(Provided text):
########
Research by the Bankwest Curtin Economics Centre (BCEC) and WGEA has found that an increase of 10% in the share of female “top-tier” managers led to a 6.6% increase in the market value of Australian ASX-listed companies, worth the equivalent of $104.7 million.

Migrants in IT

The ABS data for the year ended June 2020 found 7.6 million migrants living in Australia and 29.8% of Australia’s population were born overseas. “Nearly every single country from around the world was represented in Australia’s population in 2020,” according to the ABS.

Australia is a diverse nation and that diversity is shown across IT departments around the country. This has been supported by incentives such as skilled visas, but it appears there is a limit to that migrant-fuelled diversity, especially when it comes to more senior roles.

When it comes to promote IT staff to senior roles, Kumar says—although there is no data to confirm this—in her experience and in client interactions a favouritism exists towards Australians or those from English-speaking countries. It is a known issue but one that it is not acted upon.
########
(Stored records)
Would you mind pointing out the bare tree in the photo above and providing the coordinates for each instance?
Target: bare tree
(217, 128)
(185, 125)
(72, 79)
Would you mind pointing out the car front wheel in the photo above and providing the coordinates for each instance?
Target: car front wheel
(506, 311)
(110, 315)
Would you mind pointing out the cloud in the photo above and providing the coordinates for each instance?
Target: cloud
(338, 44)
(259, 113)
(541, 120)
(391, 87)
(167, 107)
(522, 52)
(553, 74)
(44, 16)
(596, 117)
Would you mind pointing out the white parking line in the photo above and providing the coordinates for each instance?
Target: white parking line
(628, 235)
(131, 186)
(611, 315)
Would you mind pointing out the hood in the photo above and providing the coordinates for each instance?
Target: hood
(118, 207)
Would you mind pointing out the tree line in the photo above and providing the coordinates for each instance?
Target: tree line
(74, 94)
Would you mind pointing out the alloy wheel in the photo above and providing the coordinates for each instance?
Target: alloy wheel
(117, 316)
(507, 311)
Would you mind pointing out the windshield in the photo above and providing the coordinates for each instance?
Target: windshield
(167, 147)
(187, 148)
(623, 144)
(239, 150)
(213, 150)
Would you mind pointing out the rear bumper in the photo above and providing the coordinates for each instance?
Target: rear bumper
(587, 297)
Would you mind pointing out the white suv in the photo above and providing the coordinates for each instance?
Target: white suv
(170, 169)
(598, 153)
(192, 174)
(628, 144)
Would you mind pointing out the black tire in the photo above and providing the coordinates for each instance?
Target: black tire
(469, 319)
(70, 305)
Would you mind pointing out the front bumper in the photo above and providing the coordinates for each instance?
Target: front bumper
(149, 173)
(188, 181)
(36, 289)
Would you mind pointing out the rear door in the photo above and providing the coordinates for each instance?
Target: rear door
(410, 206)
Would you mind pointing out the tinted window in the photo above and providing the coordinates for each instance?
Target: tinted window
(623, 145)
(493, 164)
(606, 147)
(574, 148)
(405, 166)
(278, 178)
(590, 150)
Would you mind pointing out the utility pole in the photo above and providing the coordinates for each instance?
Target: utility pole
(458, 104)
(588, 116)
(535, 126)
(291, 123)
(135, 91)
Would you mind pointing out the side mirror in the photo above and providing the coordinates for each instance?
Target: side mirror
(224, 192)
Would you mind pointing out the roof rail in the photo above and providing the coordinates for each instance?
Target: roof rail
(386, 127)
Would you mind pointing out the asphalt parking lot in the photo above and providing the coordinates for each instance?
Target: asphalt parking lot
########
(What you need to do): Continue the text on diversity in Australia's IT workforce from the point where it stops.

(Exercise output):
Forrester’s Higgins has had some first-hand experience with this. He tells Computerworld Australia that early in his career as an IT professional he found it much easier as a white Australian male to progress to strategic roles than his colleagues who were from other cultural backgrounds. He says he learned a lot from his colleagues, and that it proved to him that diversity is important.

“But it does sadden me that over my 30 years in the industry I don’t think we have taken some of those things seriously. I look back at my career and I can see times when I know I was chosen over other people because I happen to fit the classic Australian profile, and that disappoints me. It makes me quite sad considering that many of my colleagues were better in many respects,” Higgins says.

People with disability in IT

In 2018, the ABS found 47.8% of people with disability aged between 15 and 64 were employed. While the proportion of people with disability in the labour force hasn’t changed over the past 10 years, the proportion of those who were employed decreased from 50.0% (1.1 million people) in 2009 to 47.8% (984,200 people) in 2018.

The main issue comes down to priority, and hiring people with disability is not the priority of many organisations, Gartner’s Kumar says. Yet the few organisations that have prioritised this have done so successfully, in her experience. Forrester analyst Higgins’s experience is the same. He says that discussions of diversity, equity, and inclusion in IT tend to prioritise gender, followed by culture and lastly ability.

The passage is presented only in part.